*Your task:* Quote every line of the data below word for word.

(Collection entries)
===
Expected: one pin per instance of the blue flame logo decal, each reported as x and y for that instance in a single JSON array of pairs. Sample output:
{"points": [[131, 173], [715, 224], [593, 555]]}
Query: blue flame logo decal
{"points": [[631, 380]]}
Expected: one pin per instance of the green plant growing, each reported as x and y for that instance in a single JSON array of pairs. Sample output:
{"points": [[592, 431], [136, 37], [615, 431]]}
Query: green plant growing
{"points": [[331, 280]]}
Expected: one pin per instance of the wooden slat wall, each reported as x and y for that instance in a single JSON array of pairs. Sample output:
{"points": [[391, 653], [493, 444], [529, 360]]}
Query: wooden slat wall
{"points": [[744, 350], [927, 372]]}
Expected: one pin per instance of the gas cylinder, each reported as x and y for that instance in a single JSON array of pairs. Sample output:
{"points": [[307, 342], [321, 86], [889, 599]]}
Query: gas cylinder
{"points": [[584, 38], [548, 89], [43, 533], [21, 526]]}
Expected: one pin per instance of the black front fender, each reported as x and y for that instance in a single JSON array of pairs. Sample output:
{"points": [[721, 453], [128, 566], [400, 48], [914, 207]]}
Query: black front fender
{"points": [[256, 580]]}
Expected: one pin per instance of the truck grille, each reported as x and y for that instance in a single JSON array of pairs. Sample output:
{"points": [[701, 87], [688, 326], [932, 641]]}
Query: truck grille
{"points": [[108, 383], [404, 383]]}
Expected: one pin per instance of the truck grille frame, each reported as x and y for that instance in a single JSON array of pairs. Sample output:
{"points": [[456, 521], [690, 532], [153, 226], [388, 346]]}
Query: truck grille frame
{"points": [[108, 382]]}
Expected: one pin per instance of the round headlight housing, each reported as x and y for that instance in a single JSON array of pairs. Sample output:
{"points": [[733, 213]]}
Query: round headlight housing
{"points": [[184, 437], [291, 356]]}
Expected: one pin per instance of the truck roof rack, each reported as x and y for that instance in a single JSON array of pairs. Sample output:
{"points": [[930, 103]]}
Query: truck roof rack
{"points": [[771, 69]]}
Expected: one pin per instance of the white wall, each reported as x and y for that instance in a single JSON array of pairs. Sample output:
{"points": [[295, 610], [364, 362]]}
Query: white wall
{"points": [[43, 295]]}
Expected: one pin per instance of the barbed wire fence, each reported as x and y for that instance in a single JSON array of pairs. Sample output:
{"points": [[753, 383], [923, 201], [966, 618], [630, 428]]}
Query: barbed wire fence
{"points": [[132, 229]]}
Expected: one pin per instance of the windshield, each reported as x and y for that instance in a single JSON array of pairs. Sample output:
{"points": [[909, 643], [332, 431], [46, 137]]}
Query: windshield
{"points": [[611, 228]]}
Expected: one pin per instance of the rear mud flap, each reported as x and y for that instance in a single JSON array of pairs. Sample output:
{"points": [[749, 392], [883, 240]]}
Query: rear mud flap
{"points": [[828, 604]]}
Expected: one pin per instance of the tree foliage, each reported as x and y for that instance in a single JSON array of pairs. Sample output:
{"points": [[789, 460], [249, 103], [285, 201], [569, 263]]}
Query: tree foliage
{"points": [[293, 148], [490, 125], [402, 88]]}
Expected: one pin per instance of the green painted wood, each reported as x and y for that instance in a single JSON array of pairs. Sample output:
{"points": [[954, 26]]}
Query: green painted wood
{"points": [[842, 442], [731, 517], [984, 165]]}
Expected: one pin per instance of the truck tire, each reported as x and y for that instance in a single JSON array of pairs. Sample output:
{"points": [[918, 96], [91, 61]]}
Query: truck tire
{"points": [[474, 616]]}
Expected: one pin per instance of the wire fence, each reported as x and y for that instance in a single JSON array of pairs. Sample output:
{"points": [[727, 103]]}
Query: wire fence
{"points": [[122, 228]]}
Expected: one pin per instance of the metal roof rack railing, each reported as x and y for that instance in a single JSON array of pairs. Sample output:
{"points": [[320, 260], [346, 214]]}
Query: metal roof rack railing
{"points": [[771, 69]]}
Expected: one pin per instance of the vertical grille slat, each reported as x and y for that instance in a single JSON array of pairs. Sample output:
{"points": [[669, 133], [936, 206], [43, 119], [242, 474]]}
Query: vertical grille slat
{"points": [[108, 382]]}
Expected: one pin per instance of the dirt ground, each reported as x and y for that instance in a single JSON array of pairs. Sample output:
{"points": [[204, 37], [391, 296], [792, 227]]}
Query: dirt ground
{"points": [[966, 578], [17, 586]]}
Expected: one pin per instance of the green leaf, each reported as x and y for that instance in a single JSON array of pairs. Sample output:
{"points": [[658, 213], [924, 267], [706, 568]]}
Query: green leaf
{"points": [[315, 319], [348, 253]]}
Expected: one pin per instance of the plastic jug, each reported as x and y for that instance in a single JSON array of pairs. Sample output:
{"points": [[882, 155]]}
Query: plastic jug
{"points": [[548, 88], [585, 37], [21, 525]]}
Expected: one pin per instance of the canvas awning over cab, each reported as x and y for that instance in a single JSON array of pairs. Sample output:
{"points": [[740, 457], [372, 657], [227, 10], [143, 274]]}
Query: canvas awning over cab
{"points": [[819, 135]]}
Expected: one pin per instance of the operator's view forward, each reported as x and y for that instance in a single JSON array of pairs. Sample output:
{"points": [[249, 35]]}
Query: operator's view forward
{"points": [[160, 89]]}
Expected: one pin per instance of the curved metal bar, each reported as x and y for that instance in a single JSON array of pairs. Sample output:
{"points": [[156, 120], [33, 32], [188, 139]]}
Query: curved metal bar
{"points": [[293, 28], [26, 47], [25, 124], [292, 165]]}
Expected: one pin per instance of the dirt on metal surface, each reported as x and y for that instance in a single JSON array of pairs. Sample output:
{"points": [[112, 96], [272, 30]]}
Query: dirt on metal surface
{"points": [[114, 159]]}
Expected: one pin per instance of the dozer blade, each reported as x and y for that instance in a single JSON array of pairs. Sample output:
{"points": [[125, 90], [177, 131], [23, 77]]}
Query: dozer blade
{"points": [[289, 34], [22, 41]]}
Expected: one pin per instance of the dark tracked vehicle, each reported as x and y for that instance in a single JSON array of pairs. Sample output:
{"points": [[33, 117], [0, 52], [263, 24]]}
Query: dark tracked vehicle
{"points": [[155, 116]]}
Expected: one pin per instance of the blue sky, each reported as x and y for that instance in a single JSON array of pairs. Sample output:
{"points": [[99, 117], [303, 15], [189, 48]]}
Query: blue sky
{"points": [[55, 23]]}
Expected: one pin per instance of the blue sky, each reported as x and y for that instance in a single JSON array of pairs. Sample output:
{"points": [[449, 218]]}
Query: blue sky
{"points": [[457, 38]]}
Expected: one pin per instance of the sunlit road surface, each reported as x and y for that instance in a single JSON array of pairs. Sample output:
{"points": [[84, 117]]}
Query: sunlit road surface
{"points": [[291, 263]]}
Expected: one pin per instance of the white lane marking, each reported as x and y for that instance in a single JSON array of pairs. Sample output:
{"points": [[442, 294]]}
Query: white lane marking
===
*Answer to this problem:*
Expected: one pin per instance of the blue flame logo decal, each reported as x and y for that instance in a single JSON array of pairs. Sample output:
{"points": [[131, 173], [715, 224], [593, 555]]}
Query: blue flame logo decal
{"points": [[631, 380]]}
Expected: one pin per instance of the green plant growing, each reported as x and y for that instance in a single JSON array of pairs. Sample output:
{"points": [[592, 431], [136, 37], [615, 431]]}
Query: green plant growing
{"points": [[331, 280]]}
Expected: one pin per instance of the wooden slat wall, each reported as x and y for that instance in a single JSON array of pairs. Sample output:
{"points": [[391, 653], [493, 444], [529, 360]]}
Query: wooden slat wall
{"points": [[744, 350], [927, 372]]}
Expected: one pin per instance of the gas cylinder, each reported as x and y for that instance in a single JSON array of pairs. Sample output:
{"points": [[307, 342], [321, 86], [889, 599]]}
Query: gas cylinder
{"points": [[584, 38], [548, 89], [43, 533], [21, 526]]}
Expected: one pin per instance of the black front fender, each reported as x and y for that instance in a single JSON array of pairs. Sample output:
{"points": [[721, 453], [128, 566], [400, 48], [914, 207]]}
Query: black front fender
{"points": [[256, 580]]}
Expected: one pin per instance of the truck grille, each reported as x and y for that instance in a single JSON array of pairs. Sample output:
{"points": [[701, 87], [688, 326], [932, 641]]}
Query: truck grille
{"points": [[108, 383], [404, 383]]}
Expected: one pin per instance of the truck grille frame, each reported as x and y for that instance in a single JSON array of pairs. Sample output:
{"points": [[456, 521], [690, 532], [153, 226], [388, 346]]}
Query: truck grille frame
{"points": [[108, 382]]}
Expected: one pin per instance of the round headlight housing, each reported as x and y for that instance in a single JSON array of pairs. Sample output:
{"points": [[733, 213]]}
Query: round headlight housing
{"points": [[184, 437], [291, 356]]}
Expected: one pin per instance of the truck roof rack, each reported as x and y for that instance in a single JSON array of pairs. Sample output:
{"points": [[930, 103]]}
Query: truck roof rack
{"points": [[771, 69]]}
Expected: one pin per instance of the white wall, each reported as x and y for that instance in a single JSON array of pairs. Sample output:
{"points": [[295, 610], [364, 362]]}
Query: white wall
{"points": [[43, 295]]}
Expected: one pin per instance of the barbed wire fence, each reported as x and y for that instance in a single JSON array of pairs. Sample output:
{"points": [[753, 383], [923, 201], [966, 618], [630, 428]]}
Query: barbed wire fence
{"points": [[132, 229]]}
Expected: one pin per instance of the windshield, each reported as x and y for that instance in a single JSON array of pairs. Sample output:
{"points": [[909, 643], [332, 431], [46, 137]]}
Query: windshield
{"points": [[611, 228]]}
Expected: one pin per instance of the rear mud flap, each reported as x and y for that instance in a single JSON array of pairs. Sample output:
{"points": [[749, 392], [883, 240]]}
Query: rear mud flap
{"points": [[828, 604]]}
Expected: one pin per instance of the tree foliage, each reported as x and y for that instance in a single JSON array of pairs. Sample output:
{"points": [[789, 460], [249, 103], [285, 201], [569, 263]]}
Query: tree foliage
{"points": [[293, 148], [490, 125], [402, 88]]}
Expected: one pin per instance of the green painted wood, each reported as x and y for that instance in a single JSON array of pairs. Sample output:
{"points": [[954, 26]]}
Query: green painted wood
{"points": [[842, 442], [731, 517], [984, 165]]}
Expected: one pin per instance of the truck tire, each reported as x and y for that instance in a single JSON array of pairs. Sample output:
{"points": [[918, 96], [91, 61]]}
Query: truck tire
{"points": [[474, 616]]}
Expected: one pin per instance of the wire fence, each reported as x and y for that instance in a single JSON array of pairs. Sample output:
{"points": [[727, 103]]}
Query: wire fence
{"points": [[122, 228]]}
Expected: one pin per instance of the metal roof rack railing, each reported as x and y for that instance in a single JSON array of pairs. Sample output:
{"points": [[320, 260], [346, 214]]}
Query: metal roof rack railing
{"points": [[771, 69]]}
Expected: one pin per instance of the vertical grille slat, each reported as x and y for that instance in a single JSON array of pairs. Sample output:
{"points": [[669, 133], [936, 206], [43, 119], [242, 474]]}
Query: vertical grille slat
{"points": [[108, 382]]}
Expected: one pin per instance of the dirt ground, each reported as x and y for that instance in a single JSON array of pairs. Sample output:
{"points": [[204, 37], [391, 296], [792, 227]]}
Query: dirt ground
{"points": [[966, 578], [17, 586]]}
Expected: one pin per instance of the green leaf, each reported as x and y for that instance in a single JSON array of pairs. Sample output:
{"points": [[658, 213], [924, 267], [706, 568]]}
Query: green leaf
{"points": [[315, 319], [348, 253]]}
Expected: one pin per instance of the plastic jug, each reported as x and y for that instance in a single JSON array of pairs. Sample output:
{"points": [[882, 155]]}
Query: plastic jug
{"points": [[548, 88], [585, 37], [21, 525]]}
Expected: one pin per instance of the canvas awning over cab, each reported as x and y for that instance in a single JSON array of pairs. Sample output:
{"points": [[740, 457], [372, 657], [227, 10], [143, 274]]}
Query: canvas awning over cab
{"points": [[819, 135]]}
Expected: one pin per instance of the operator's view forward, each reported as x and y for that instance in a single JSON array of pairs. Sample output:
{"points": [[249, 35]]}
Query: operator's view forward
{"points": [[160, 89]]}
Expected: one pin per instance of the curved metal bar, each reported as x and y for that instance in a single JSON array of pairs. Sample output:
{"points": [[156, 120], [33, 32], [188, 139]]}
Query: curved metal bar
{"points": [[293, 28], [26, 47], [25, 124], [292, 165]]}
Expected: one pin per instance of the dirt on metal surface, each reported as x and y for that instance in a single JSON array of pairs. Sample output:
{"points": [[112, 96], [272, 30]]}
Query: dirt on metal surface
{"points": [[114, 159]]}
Expected: one pin per instance of the dozer blade, each reported as x and y for that instance in a single JSON array of pairs. Sample output:
{"points": [[125, 90], [177, 131], [23, 77]]}
Query: dozer blade
{"points": [[289, 34], [22, 41]]}
Expected: one pin per instance of the dark tracked vehicle, each reported as x and y for that instance in a single JSON array of pairs. Sample output:
{"points": [[33, 117], [0, 52], [263, 24]]}
Query: dark tracked vehicle
{"points": [[155, 116]]}
Expected: one pin per instance of the blue sky, each reported as x and y for that instance in a single JSON array of pairs. Sample output:
{"points": [[99, 117], [303, 15], [189, 48]]}
Query: blue sky
{"points": [[55, 23]]}
Expected: one pin per instance of the blue sky, each reported as x and y for that instance in a single JSON array of pairs. Sample output:
{"points": [[449, 218]]}
Query: blue sky
{"points": [[457, 38]]}
Expected: one pin per instance of the sunlit road surface, each reported as x and y for that instance in a single JSON array of pairs. Sample output:
{"points": [[84, 117]]}
Query: sunlit road surface
{"points": [[291, 263]]}
Expected: one pin per instance of the white lane marking, each reported as x and y for that instance in a single JSON array of pairs. Sample output:
{"points": [[442, 294]]}
Query: white lane marking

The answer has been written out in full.